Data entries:
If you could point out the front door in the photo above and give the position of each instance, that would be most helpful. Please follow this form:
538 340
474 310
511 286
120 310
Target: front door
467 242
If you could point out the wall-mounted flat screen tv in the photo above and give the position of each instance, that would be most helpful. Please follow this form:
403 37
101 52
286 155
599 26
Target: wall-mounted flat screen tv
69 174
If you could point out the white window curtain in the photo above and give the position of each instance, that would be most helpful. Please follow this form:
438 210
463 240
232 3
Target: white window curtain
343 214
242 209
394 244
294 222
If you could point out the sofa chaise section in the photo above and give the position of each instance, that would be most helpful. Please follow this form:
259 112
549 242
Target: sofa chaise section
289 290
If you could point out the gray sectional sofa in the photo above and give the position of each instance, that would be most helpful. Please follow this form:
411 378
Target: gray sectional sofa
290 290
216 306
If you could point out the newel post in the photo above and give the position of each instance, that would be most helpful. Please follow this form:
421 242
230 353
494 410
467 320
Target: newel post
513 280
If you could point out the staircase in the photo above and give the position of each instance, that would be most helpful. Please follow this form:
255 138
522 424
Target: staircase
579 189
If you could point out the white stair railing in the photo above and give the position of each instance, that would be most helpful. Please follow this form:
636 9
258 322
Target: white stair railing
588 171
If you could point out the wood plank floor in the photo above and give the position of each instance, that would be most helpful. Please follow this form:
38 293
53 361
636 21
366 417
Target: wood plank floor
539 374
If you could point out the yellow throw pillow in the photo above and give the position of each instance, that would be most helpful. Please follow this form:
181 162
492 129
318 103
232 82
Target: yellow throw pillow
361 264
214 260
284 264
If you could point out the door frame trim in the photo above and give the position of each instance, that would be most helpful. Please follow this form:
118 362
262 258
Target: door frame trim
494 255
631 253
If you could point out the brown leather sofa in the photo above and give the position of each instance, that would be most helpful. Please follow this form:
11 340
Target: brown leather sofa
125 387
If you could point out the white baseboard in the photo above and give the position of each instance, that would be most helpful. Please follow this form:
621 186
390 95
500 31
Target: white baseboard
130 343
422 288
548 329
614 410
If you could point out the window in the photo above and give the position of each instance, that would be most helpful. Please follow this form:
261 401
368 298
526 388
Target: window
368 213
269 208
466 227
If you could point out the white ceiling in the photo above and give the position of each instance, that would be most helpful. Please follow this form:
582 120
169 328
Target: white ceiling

DO THIS
Retype every record above exactly as it appears.

RESULT OF THIS TASK
If you could point out the front door in the photo above and give the position of each instance, that would be most helpful. Please follow this form:
538 340
474 310
511 286
120 310
Target: front door
467 242
If you could point out the wall-mounted flat screen tv in the photo above and give the position of each instance, that would be most helpful. Please follow this form:
403 37
101 52
286 155
599 26
Target: wall-mounted flat screen tv
69 174
If you could point out the white window curtain in the photo above and give the position of each instance, that would be most helpful. Please follow this form:
438 210
463 240
232 3
Target: white window curtain
343 214
242 209
394 244
294 222
If you could point out the sofa chaise section in the photo above and give the position of each instance, that would be most helpful. Please follow this form:
259 112
549 242
Target: sofa chaise section
289 290
If you could point out the gray sectional sofa in the photo above and give the position of each instance, that would be most helpful. Please follow this form:
411 378
Target: gray sectional sofa
290 290
216 306
If you could point out the newel post in the photo above and give the position of each instance, that would be most helpful. Please follow this form:
421 242
230 353
494 410
467 320
Target: newel post
513 280
If you could point out the staircase in the photo above and give the position of each instance, that would be most helpful. Please follow this form:
255 138
522 424
Target: staircase
579 189
If you could point out the white stair railing in the photo above and give the position of each instance, that would be most helpful. Please follow this form:
636 9
258 322
Target: white stair railing
588 171
If you could point out the wood plank floor in the photo above and give the position of each instance, that would be most helpful. Please follow this form:
38 293
53 361
636 21
366 417
Target: wood plank floor
539 374
If you could point out the yellow throw pillow in the photo above and give the position of each instance, that would be most helpful. Please follow this form:
181 162
492 129
318 103
232 82
Target: yellow throw pillow
361 264
214 260
284 264
If you could point out the door frame trim in the photo above and give the position of each instance, that would be most helpful. Please follow this form:
118 362
262 258
Target: door frame trim
494 255
631 253
If you could point out the brown leather sofa in the photo above and give the position of each instance, that would be most helpful. Please follow this form:
11 340
Target: brown leather sofa
125 387
If you could point out the white baseboard in the photo above and give the position of each instance, that would be most helpful. Please follow this form:
621 186
390 95
500 31
Target: white baseboard
130 343
422 288
548 329
614 410
If you could point out the window in the photo above and give the position of each instance, that would be most helpful. Please follow this form:
261 401
368 298
526 388
Target: window
368 213
269 208
466 227
If you could point out the white ceiling in the photo above and give the position of each instance, that would be most helpful. Please follow this form:
582 120
169 328
Target: white ceiling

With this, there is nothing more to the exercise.